Object point labels
########################################
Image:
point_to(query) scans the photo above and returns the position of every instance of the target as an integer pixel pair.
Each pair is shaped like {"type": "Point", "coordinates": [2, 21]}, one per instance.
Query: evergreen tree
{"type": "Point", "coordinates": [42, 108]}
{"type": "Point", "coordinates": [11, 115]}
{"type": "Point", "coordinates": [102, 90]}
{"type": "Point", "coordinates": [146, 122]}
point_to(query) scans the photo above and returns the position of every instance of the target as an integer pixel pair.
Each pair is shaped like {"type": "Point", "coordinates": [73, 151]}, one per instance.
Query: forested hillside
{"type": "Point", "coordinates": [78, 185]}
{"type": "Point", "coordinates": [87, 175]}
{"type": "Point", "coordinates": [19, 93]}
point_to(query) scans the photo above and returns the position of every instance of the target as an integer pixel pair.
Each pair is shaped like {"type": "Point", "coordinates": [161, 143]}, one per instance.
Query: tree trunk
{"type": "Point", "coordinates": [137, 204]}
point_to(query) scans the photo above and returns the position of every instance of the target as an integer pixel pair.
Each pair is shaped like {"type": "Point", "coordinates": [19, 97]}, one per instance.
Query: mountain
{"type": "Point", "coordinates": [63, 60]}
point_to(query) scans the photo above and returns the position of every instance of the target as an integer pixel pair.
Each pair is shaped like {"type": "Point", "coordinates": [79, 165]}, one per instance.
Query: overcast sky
########################################
— What you are asked to do —
Go through the records above and set each one down exactly, please.

— Complete output —
Image:
point_to(query) scans the photo above and returns the position of every instance of the target as an integer pixel pair.
Each pair is shaped like {"type": "Point", "coordinates": [2, 21]}, one per instance.
Query: evergreen tree
{"type": "Point", "coordinates": [42, 108]}
{"type": "Point", "coordinates": [11, 115]}
{"type": "Point", "coordinates": [102, 90]}
{"type": "Point", "coordinates": [146, 122]}
point_to(query) scans the photo above and returns the position of every instance of the target as an integer pixel pair.
Each pair is shaped like {"type": "Point", "coordinates": [73, 151]}, one per instance.
Query: forested hillside
{"type": "Point", "coordinates": [78, 185]}
{"type": "Point", "coordinates": [87, 175]}
{"type": "Point", "coordinates": [19, 93]}
point_to(query) scans the photo above and returns the position of every instance of the target as an integer pixel pair.
Each pair is shaped like {"type": "Point", "coordinates": [161, 143]}, one per instance.
Query: tree trunk
{"type": "Point", "coordinates": [137, 204]}
point_to(query) scans the photo above and returns the position of every instance of the target as an integer pixel pair.
Each pair is shaped like {"type": "Point", "coordinates": [19, 97]}, one per instance.
Query: mountain
{"type": "Point", "coordinates": [63, 60]}
point_to(query) scans the photo above and returns the position of every instance of the target as an integer pixel pair.
Each pair is shaped like {"type": "Point", "coordinates": [79, 165]}, one per instance.
Query: overcast sky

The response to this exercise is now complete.